Location identification entries:

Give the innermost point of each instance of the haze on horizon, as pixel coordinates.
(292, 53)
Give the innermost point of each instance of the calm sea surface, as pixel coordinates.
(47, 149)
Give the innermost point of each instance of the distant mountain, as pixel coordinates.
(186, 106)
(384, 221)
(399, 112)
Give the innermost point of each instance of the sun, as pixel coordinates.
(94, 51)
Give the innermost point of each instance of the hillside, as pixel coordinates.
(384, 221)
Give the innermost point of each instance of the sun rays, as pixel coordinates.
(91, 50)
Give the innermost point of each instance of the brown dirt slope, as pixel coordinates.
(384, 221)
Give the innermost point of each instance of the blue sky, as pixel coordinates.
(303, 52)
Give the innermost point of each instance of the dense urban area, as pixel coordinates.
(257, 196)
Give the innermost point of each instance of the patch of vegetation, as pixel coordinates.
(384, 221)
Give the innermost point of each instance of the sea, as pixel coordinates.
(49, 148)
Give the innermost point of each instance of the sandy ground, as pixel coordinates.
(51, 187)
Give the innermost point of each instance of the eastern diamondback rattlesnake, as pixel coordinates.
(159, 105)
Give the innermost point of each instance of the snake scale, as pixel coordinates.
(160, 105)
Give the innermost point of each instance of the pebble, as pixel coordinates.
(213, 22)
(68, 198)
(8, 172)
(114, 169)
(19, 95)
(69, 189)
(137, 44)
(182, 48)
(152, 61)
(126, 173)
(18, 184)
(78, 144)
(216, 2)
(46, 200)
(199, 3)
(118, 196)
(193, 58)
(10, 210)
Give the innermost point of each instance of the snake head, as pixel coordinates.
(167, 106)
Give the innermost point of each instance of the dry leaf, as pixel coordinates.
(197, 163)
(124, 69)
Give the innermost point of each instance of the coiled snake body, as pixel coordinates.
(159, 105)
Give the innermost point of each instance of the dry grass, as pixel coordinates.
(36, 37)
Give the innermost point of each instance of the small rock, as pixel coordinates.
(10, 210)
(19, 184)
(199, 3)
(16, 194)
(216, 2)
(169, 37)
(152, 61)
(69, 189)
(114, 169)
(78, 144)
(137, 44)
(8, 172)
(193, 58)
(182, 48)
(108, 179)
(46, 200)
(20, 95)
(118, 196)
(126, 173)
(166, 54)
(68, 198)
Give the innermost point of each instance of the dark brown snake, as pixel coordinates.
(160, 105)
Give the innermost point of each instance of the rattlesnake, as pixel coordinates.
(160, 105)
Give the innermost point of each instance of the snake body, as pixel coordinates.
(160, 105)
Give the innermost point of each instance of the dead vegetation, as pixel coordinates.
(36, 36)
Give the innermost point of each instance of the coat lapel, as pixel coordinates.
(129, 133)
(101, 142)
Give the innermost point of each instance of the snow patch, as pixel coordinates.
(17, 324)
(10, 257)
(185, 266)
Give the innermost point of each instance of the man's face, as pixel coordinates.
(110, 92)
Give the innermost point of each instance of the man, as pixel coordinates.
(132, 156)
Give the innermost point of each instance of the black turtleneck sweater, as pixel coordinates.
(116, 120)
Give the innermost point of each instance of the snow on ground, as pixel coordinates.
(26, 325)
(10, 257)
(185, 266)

---

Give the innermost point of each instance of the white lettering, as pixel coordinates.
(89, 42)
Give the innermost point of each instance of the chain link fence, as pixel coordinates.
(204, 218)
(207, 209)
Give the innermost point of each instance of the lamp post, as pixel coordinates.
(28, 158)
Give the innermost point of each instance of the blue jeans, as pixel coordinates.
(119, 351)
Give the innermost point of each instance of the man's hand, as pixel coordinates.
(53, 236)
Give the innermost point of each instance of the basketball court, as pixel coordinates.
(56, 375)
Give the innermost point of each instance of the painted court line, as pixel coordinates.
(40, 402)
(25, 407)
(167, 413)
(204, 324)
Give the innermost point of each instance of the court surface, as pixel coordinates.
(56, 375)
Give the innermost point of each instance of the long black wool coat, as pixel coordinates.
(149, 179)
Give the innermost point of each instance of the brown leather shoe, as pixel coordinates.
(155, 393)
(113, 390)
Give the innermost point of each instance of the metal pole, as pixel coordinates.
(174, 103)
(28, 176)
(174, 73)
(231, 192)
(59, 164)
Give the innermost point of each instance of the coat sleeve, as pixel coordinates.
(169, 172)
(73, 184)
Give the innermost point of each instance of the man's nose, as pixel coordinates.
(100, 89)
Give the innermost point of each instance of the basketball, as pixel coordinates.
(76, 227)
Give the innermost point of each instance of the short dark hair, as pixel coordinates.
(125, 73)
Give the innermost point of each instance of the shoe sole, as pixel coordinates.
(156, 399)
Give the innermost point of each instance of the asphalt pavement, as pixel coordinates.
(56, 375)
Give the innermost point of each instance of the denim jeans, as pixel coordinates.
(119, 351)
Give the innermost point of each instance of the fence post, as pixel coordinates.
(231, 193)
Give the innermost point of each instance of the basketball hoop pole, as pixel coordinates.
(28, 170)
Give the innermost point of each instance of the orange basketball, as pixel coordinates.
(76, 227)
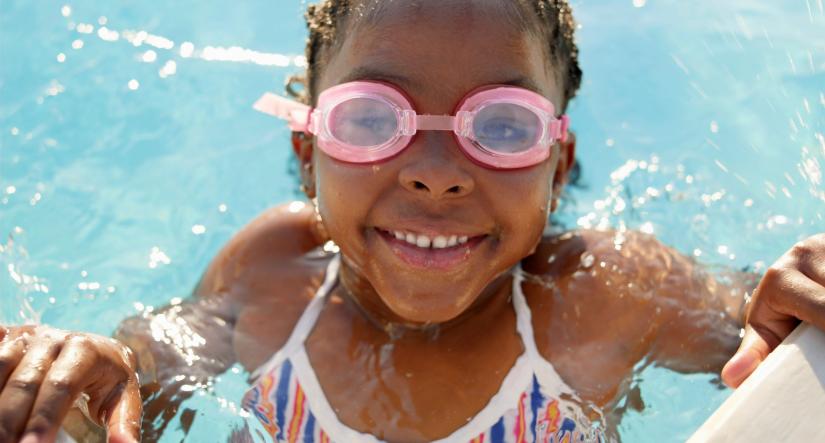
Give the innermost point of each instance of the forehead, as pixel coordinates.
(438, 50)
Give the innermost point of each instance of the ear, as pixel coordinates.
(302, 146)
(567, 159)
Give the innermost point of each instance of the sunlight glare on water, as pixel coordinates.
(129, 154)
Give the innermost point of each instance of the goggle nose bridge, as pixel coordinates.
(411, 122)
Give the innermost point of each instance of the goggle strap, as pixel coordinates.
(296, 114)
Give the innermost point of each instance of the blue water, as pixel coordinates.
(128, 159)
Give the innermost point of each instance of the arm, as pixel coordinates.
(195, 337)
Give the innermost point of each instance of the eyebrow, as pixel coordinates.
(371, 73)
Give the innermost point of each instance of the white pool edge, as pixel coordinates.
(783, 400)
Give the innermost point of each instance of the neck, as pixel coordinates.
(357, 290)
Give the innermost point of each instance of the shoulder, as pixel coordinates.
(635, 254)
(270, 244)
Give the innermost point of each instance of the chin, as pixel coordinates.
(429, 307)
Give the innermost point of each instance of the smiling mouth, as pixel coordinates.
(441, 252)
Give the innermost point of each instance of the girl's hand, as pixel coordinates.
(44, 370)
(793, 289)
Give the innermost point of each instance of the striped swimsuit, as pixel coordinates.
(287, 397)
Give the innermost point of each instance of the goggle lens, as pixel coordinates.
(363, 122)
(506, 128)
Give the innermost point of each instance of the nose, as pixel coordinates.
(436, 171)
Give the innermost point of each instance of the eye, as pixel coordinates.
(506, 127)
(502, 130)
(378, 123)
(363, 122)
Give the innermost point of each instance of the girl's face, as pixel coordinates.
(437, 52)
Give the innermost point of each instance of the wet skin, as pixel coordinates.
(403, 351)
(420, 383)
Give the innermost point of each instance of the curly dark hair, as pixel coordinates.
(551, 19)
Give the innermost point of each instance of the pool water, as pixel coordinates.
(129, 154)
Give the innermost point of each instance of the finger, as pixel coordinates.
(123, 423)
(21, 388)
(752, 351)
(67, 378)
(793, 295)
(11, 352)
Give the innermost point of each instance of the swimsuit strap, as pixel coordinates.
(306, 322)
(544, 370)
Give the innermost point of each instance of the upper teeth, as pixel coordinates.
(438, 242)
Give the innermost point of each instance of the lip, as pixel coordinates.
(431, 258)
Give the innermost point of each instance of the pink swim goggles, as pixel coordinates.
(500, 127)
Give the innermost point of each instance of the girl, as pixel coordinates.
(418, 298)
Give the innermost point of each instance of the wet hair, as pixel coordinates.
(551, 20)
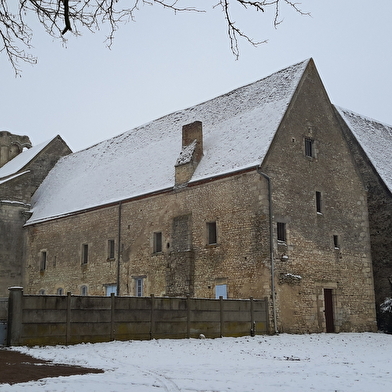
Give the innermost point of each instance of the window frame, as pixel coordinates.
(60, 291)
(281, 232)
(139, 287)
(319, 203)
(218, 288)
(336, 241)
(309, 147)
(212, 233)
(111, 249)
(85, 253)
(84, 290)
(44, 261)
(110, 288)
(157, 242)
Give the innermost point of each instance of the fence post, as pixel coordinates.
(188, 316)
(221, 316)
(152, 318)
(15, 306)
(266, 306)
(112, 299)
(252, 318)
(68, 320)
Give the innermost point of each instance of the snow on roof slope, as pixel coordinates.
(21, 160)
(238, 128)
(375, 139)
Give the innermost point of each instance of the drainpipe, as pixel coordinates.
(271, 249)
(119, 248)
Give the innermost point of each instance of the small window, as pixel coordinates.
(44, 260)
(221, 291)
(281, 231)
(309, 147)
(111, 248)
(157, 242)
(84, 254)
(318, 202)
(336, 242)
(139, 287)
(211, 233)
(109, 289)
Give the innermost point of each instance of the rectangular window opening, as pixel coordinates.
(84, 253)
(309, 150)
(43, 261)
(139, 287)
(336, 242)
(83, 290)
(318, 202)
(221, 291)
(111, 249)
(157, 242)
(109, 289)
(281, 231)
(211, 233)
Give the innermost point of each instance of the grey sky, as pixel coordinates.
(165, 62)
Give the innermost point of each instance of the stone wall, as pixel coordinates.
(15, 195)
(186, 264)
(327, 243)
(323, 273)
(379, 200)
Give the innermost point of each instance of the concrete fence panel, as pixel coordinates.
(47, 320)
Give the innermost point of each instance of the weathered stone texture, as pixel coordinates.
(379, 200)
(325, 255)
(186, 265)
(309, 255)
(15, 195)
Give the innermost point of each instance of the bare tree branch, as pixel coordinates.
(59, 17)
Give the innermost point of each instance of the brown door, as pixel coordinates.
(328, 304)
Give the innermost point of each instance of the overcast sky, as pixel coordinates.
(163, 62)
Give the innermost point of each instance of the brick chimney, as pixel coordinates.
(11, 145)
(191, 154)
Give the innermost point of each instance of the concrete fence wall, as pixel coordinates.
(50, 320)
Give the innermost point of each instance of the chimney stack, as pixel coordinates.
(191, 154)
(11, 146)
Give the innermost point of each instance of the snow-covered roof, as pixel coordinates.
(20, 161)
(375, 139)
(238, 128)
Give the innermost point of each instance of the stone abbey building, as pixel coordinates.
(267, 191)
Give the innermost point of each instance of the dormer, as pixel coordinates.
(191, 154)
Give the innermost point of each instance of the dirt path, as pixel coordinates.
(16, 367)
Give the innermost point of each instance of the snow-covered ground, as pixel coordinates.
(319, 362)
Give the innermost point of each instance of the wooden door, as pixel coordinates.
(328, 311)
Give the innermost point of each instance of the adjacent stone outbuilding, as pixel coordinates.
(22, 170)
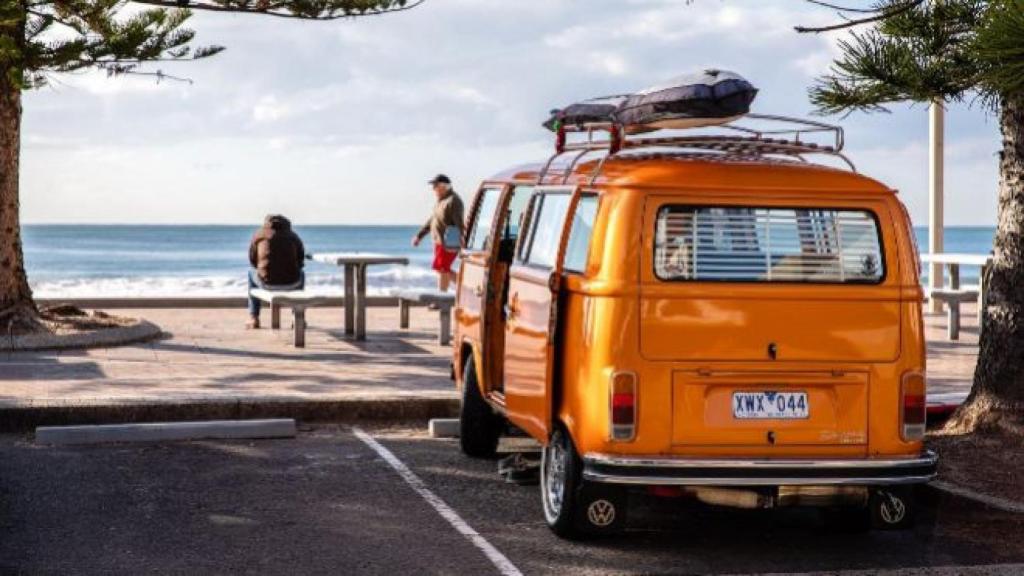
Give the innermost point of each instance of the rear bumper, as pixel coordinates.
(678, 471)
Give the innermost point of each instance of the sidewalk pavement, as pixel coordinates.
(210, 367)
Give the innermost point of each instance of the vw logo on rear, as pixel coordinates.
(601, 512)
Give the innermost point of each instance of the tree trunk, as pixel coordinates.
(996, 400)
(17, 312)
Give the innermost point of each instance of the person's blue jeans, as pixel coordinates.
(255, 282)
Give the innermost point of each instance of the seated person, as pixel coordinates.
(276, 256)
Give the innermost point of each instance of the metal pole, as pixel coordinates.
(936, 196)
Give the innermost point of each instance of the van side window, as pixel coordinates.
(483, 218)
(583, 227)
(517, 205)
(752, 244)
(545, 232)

Required work
List each line of the data above that contains the string "strap", treating uppercase and lowercase letters as different.

Final result
Give the innermost point of each instance of the goggle strap, as pixel coordinates.
Give the innermost point of each instance of the swimsuit strap, as pixel coordinates.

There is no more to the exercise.